Mo’ Butta’ Mo’ Betta’

Today I’m going to blog about brioche. It’s been long overdue, let me explain why.

It all started a few weeks ago when I received an email from the Culinary Institute of America. The Culinary Institute of America. I had to read the message a few times so the words could sink in. Dean Sciacca, a dean at the culinary school and reader of my blog, was inviting me to give a talk on storytelling and culinary tradition at their Hyde Park campus in New York. I had never done any public speaking before; not outside of school at least. I was excited, nervous, curious, honored — all at the same time. I wrote back with the most enthusiastic yes I could possibly muster in an email, all while keeping my cool (I think).

It was my first time riding Amtrak. The entire experience was pleasant: no need to show up hours early or stand through long lines, and the seats weren’t bad either — very comfortable. The sky was overcast with large billowy clouds stretching across the horizon. Next to me on the train was an equally charming American expat. She had moved to New Zealand and was back to hike along the Appalachian Trail and visit family in Virginia. She was starting to develop a Kiwi accent, which I thought was really neat. We talked a little about life, traveling, food (of course), but mostly, we stared out our window at the Hudson. The train ride went by quickly that way. As soon as the train neared Poughkeepsie, the clouds, almost as if they were greeting us to our final destination, moved aside to reveal a beautiful summer day.

■ ■ ■ ■ ■ ■ ■

◆ Problems to solve:
A) According to the blog post about brioche, what made the Amtrak trip a pleasant experience? Answer in one to three sentences.
B) Answer these questions from the blog post about brioche:
(i) What topic was the narrator invited to speak on?
(ii) Where had the woman sitting next to the narrator on the train moved to?
(iii) What did the clouds do as the train neared Poughkeepsie?
C) Write the next part of the blog post about brioche, starting right after its final sentence.

(Some records)
■ ■ ■ ■ ■ ■ ■

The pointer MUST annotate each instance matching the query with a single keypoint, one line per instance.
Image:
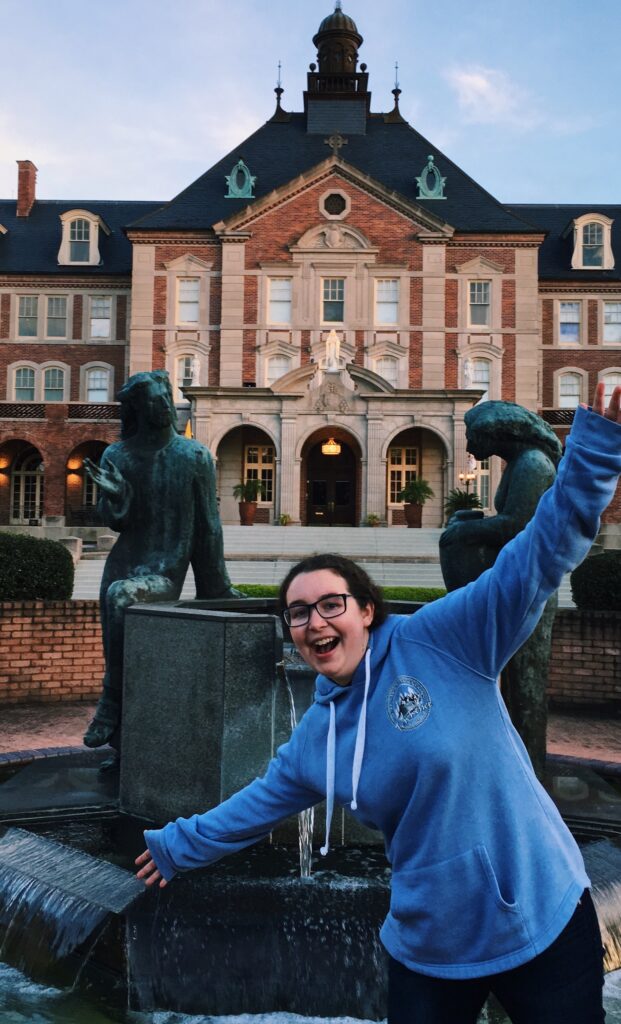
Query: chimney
(27, 186)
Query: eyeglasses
(329, 606)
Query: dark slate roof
(31, 245)
(555, 253)
(394, 154)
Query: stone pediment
(332, 237)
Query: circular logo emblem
(409, 704)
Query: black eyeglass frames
(329, 606)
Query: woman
(489, 891)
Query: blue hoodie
(485, 872)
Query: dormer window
(592, 250)
(80, 242)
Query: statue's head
(147, 398)
(500, 427)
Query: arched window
(97, 384)
(612, 381)
(387, 368)
(592, 244)
(25, 384)
(278, 366)
(53, 384)
(79, 241)
(570, 388)
(27, 488)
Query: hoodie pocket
(453, 912)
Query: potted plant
(458, 500)
(415, 494)
(247, 493)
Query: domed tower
(337, 98)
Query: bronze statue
(158, 491)
(470, 544)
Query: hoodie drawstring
(330, 776)
(361, 734)
(359, 752)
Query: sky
(134, 99)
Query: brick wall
(52, 651)
(585, 664)
(49, 650)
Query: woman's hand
(614, 410)
(150, 870)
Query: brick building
(329, 300)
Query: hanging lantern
(330, 446)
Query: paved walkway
(264, 554)
(43, 726)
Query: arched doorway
(331, 479)
(27, 487)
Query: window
(333, 300)
(480, 303)
(482, 482)
(28, 314)
(612, 323)
(612, 381)
(278, 366)
(592, 245)
(481, 377)
(79, 241)
(188, 300)
(386, 301)
(100, 316)
(258, 465)
(570, 386)
(97, 384)
(56, 316)
(387, 368)
(403, 467)
(25, 384)
(569, 323)
(187, 374)
(279, 310)
(53, 384)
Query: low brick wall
(585, 662)
(50, 650)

■ ■ ■ ■ ■ ■ ■

◆ Results in order:
A) The trip was pleasant because there was no need to show up hours early or stand through long lines. The seats were also very comfortable.

B)
(i) Storytelling and culinary tradition.
(ii) New Zealand.
(iii) They moved aside to reveal a beautiful summer day.

C)
Dean Sciacca met me at the Poughkeepsie train station where we met in person for the first time. I remember thinking she is just as cool in person as she had been in her emails. And I’m not just saying that because she’s probably going to be reading this — she really is that cool. We clicked instantly. Two people passionate about food and technology. One of our first conversations was about how much we love our iPhones. At that point I knew I was in good hands.

The short ride from the Poughkeepsie train station to Hyde Park reminded me a lot of Ithaca, NY, where I went to school; it’s a very quaint and agricultural area. I dropped off my bags at the hotel and we made our way to The Culinary — that’s how they refer to it there.

bright, sunny day at The Culinary
fountain at culinary institute

When we arrived at The Culinary, Dean Sciacca introduced me to Jason, a senior culinary student and bread enthusiast, who gave me a quick tour of the campus before dinner. I should state now, for the record, that I don’t think any college campus offers better food to its students. The system is brilliant. Since so much food is prepared in the production kitchens each night, students only swipe their campus ID cards to gain access to any of the themed production kitchens. Dean Sciacca arranged for us to have dinner at Chef Eisenhauer’s Mediterranean production kitchen that evening.

Chef Eisenhauer’s Mediterranean Kitchen
production_kitchen

As we entered the kitchen the expediter asked me which of the four Italian dishes I was having that evening. I remember all the entrees sounded delicious, but I went with the chef’s recommendation, gnocchi served with a velvety duck ragu and toasted pancetta bits. My order was shouted across the kitchen and the line continued.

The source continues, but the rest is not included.